◆ **Task to carry out**:
Reproduce verbatim the portion of the cloning passage below that runs from "Cloning: In Nature" up to and including "year or so.".

◆ **Text passage**:
◇ ◇ ◇ ◇ ◇ ◇ ◇
Cloning: In Nature and in Medicine


Cloning isn’t something new. It might surprise you that nature has been cloning since the start of time. Scientists, however, have been doing it for a while and it has helped us to understand more about the world and ourselves, as well as opened up a number of possibilities and breakthroughs in medical research.

Cloning occurs naturally, for example us humans naturally produce identical twins. Twins are genetically identical clones of each other. Other forms of cloning can occur in plants, bacteria and some animals. These types of natural cloning are often achieved through asexual reproducing, when a plant or animal can reproduce by oneself to produce a genetically identical clone of itself.

In potato and daffodil plants natural cloning occurs when they produce and underground food storage organ which results in a cloned plant after a year or so.

In animals the process of natural cloning through asexual reproduction is rather rare, only certain species of fish, insects, frogs and lizards have been found to naturally reproduce asexually in the wild. This process is called parthenogenesis and occurs usually when a male is not available for mating or fertilisation.

The most common known species to parthenogenesis is the starfish. Under certain circumstances animals such as lizards can develop the ability to produce asexually when a male is not to be found. Lizards such as the whiptail lizard are capable of breeding asexually, as are komodo dragons. In fact the entire whiptail lizard population is female as they are all natural genetically identical clones.


In science, cloning has given us the ability to clone good cells to replace the bad.
◇ ◇ ◇ ◇ ◇ ◇ ◇
◆ **Data section**:
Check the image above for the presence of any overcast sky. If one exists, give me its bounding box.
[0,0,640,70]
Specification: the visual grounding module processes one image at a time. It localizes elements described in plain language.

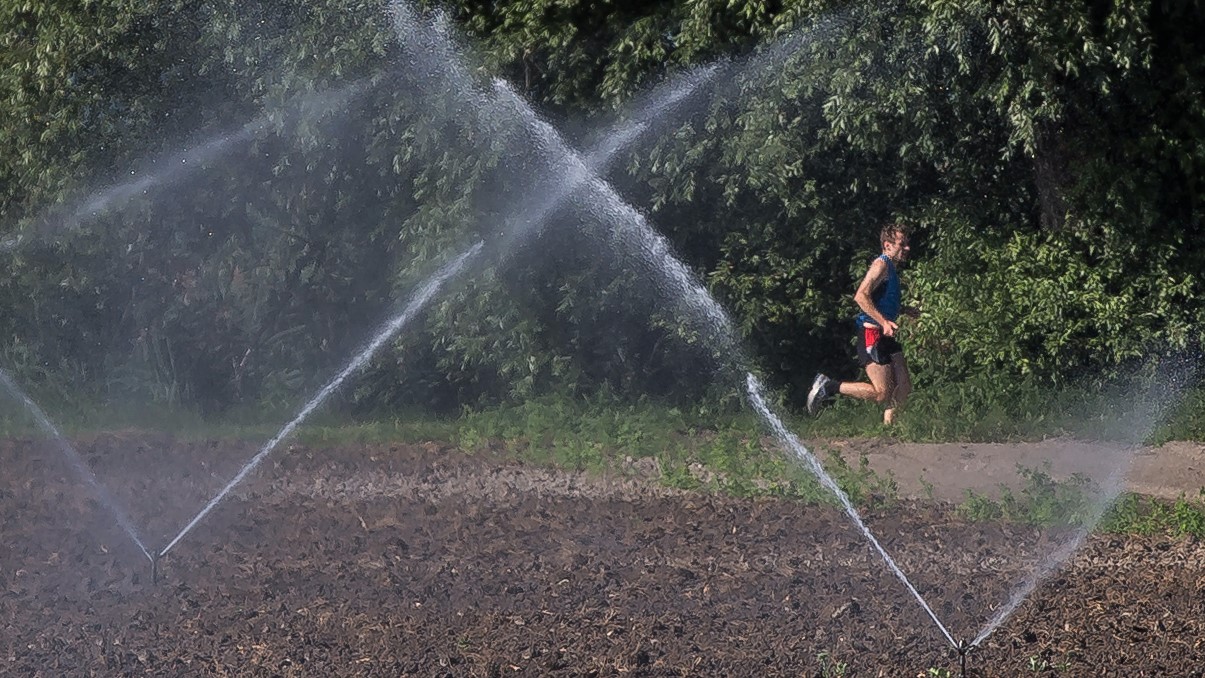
◇ ◇ ◇ ◇ ◇ ◇ ◇
◆ **Task output**:
Cloning: In Nature and in Medicine


Cloning isn’t something new. It might surprise you that nature has been cloning since the start of time. Scientists, however, have been doing it for a while and it has helped us to understand more about the world and ourselves, as well as opened up a number of possibilities and breakthroughs in medical research.

Cloning occurs naturally, for example us humans naturally produce identical twins. Twins are genetically identical clones of each other. Other forms of cloning can occur in plants, bacteria and some animals. These types of natural cloning are often achieved through asexual reproducing, when a plant or animal can reproduce by oneself to produce a genetically identical clone of itself.

In potato and daffodil plants natural cloning occurs when they produce and underground food storage organ which results in a cloned plant after a year or so.